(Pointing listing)
"""
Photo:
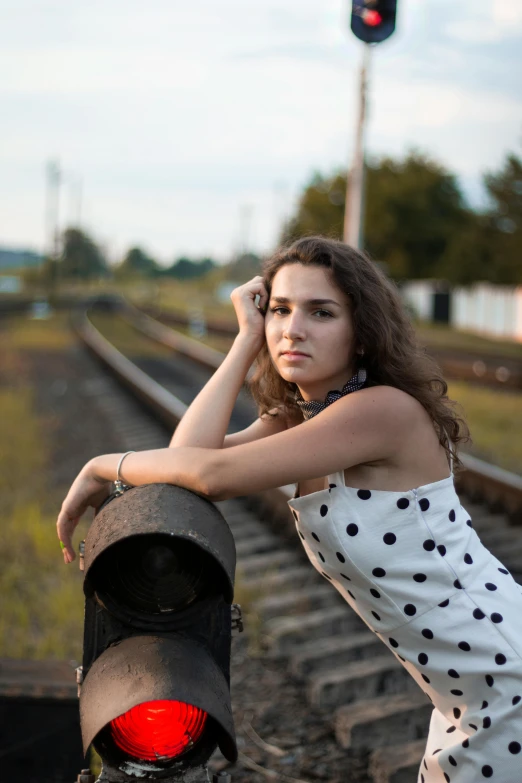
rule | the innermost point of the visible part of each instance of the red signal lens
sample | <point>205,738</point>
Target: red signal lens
<point>158,730</point>
<point>372,18</point>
"""
SET EXERCISE
Rewrite the listing above line for line, leaving out the picture. Multiply only the coordinates in the answer points by 2.3 and round them to whole numbers with halves going up, keeping every other line, including the sample point, unchanged.

ANSWER BELOW
Photo:
rule | the innermost point of the visible part of each instance of the red signal lens
sample | <point>205,738</point>
Target: red signal lens
<point>363,1679</point>
<point>856,41</point>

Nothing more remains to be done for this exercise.